● TASK PROMPT: Pick out every line of the records below that contains the string "matching", with case counting, and copy each one.
--- start RECORD EXTRACTS ---
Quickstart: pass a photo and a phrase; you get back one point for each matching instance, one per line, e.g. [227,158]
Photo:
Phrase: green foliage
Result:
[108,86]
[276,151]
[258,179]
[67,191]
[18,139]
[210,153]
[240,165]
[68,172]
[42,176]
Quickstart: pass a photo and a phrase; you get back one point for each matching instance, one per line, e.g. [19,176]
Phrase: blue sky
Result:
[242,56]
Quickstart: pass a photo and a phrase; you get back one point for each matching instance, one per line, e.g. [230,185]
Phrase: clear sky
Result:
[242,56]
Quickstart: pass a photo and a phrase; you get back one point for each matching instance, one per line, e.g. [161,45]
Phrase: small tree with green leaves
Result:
--- end RECORD EXTRACTS ---
--- start RECORD EXTRACTS ---
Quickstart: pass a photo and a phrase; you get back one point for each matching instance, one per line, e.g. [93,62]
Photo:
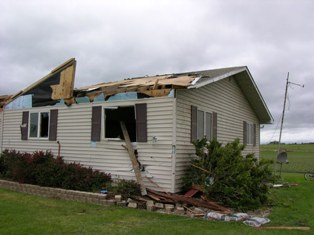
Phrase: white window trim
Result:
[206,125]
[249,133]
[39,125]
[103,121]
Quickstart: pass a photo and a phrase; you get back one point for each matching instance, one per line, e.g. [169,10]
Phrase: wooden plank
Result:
--- end RECORD EXTRACTS ---
● EXERCISE RESPONSE:
Quickstart: pass a photo and a phrase; you get back one point for each matching instance, one per line, e.g. [227,158]
Quickstart: pass a photo and a phrase; you get back one point for each matching instance, one per line, e.g. [19,176]
Quickstart: pass a photo and a phrase; you get back one point for each matching instance, one per line, e.g. [230,185]
Quickstart: pass a photo and a phrase; you get back one point for each matching instance, one per line, e.g. [161,45]
Quickstart: pass a photo and a phrase; you get back one point for each matching instance, one per line, e.g. [93,62]
Quickstart: pass a photo and a phrase; you get back one point for each matching instance, one per line, e.g. [169,10]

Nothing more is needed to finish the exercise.